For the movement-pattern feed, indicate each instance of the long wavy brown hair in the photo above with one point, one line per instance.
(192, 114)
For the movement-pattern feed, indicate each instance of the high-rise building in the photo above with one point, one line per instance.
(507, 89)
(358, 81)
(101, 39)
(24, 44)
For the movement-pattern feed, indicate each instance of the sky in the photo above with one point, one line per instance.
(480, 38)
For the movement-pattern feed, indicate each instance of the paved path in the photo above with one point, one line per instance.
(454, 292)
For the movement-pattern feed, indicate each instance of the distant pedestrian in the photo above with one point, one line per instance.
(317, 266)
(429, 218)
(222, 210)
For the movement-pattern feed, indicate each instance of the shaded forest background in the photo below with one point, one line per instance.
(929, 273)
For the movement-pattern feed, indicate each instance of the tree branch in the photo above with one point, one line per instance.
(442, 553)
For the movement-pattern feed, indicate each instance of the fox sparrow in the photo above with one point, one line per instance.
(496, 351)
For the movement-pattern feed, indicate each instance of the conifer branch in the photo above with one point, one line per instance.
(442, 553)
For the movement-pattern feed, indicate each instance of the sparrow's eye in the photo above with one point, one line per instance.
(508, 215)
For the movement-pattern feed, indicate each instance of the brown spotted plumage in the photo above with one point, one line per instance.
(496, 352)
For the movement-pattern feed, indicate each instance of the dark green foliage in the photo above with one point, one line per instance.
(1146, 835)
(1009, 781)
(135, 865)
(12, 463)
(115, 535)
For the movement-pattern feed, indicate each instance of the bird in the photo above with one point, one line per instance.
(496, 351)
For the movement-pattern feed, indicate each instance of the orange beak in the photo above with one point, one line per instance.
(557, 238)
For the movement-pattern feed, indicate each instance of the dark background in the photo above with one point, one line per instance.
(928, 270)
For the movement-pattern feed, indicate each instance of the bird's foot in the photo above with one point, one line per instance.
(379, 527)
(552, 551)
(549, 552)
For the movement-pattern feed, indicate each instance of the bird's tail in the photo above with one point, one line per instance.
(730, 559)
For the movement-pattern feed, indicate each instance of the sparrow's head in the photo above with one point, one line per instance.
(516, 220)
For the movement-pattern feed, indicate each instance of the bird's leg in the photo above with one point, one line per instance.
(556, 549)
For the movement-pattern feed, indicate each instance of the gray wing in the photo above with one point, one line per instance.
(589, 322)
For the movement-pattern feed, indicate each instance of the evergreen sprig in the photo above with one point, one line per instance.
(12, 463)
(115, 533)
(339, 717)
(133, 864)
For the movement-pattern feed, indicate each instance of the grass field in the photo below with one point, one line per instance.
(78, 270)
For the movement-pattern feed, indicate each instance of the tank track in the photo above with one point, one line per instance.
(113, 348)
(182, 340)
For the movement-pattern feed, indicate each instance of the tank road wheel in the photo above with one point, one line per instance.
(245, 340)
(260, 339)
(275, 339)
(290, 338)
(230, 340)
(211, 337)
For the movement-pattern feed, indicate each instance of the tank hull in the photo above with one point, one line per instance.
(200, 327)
::::
PROMPT -
Extract, exactly, the lines above that begin at the line containing "the sparrow's head" and end at the final line of the records; add no other text.

RESULT -
For the movement-pattern feed, indicate each instance of the sparrow's head in the photo above with one point, one line per instance.
(516, 220)
For the movement-pattern feed, indicate each instance of the bird's leg in the photo above with one point, one line per instance.
(556, 549)
For the movement-pattern feed, indicate each instance of the gray wing in the photo above with one point, one line per instance.
(589, 322)
For the movement-pattern feed, indicate each instance of the evergreen sprig in the photo above with one point, one line per instance.
(12, 463)
(115, 533)
(339, 717)
(133, 864)
For the movement-pattern feed, indicate each instance of the grass field in the photo below with one point, one line per instance.
(78, 270)
For the movement-pattern feed, indicate each instance of the tank track in the photo above with one point, one line per instance.
(113, 348)
(182, 340)
For the movement-pattern feed, indicate each instance of the tank road wheel in the photo above with one point, one line per instance.
(245, 340)
(260, 339)
(275, 339)
(290, 338)
(230, 340)
(211, 337)
For the movement-pattern feed, indicate each instance of the tank hull in the photo above with one point, one line per instance.
(200, 327)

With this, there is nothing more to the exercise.